The only real problem I see here is that the video driver seems to occasionally lock up. The driver you should be using is the one toshiba offers on its website for the model of your laptop. Dont download anything else. Laptop manufacturers doesnt usually use the stock driver and by putting it on there you may have screwed up this laptop.

I recommend the following:

1. Vist toshibas site and update the BIOS, video, and network drivers.

2. Disable automatic windows update and only get your updates through the windows update website. Automatic updates can be problematic on older slower machines. Essentially at every boot your computer does a sort of inventory and then polls the remote server for updates. This can make it seem like the computer is very slow. this runs under svchost

3. Defrag your drive.

4. Update your applications. Are you using an old version of whatever you are using? This may be an application issue.

5. What is in your system tray? Do you need all these auto running programs? Also, if you feel confident in your tech skills you can see what is going on with msconfig or autoruns and selectivly disable things you dont need. Autoupdaters for acrobat, anything quick start, itunes, itunes helper, dvd player app, etc can be safely disabled.
posted by damn dirty ape at 9:22 AM on September 29, 2007

@damn dirty ape -- On Windows XP SP2, idle CPU use is typically lower than 10%. Higher than that and it is useful to try to find out why because it may be that the machine is compromised and trying to blat spam at the rest of us.

Supplied data —
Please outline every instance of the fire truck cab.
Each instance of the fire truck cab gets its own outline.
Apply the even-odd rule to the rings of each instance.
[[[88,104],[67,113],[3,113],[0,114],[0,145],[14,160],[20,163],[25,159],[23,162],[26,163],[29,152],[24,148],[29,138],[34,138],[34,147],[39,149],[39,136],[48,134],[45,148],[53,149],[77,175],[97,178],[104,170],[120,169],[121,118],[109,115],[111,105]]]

Requirements —
From the laptop troubleshooting post above, extract the passage from "The only real" up to and including "Defrag your drive.", copying it word for word.

Answer for the task —
The only real problem I see here is that the video driver seems to occasionally lock up. The driver you should be using is the one toshiba offers on its website for the model of your laptop. Dont download anything else. Laptop manufacturers doesnt usually use the stock driver and by putting it on there you may have screwed up this laptop.

I recommend the following:

1. Vist toshibas site and update the BIOS, video, and network drivers.

2. Disable automatic windows update and only get your updates through the windows update website. Automatic updates can be problematic on older slower machines. Essentially at every boot your computer does a sort of inventory and then polls the remote server for updates. This can make it seem like the computer is very slow. this runs under svchost

3. Defrag your drive.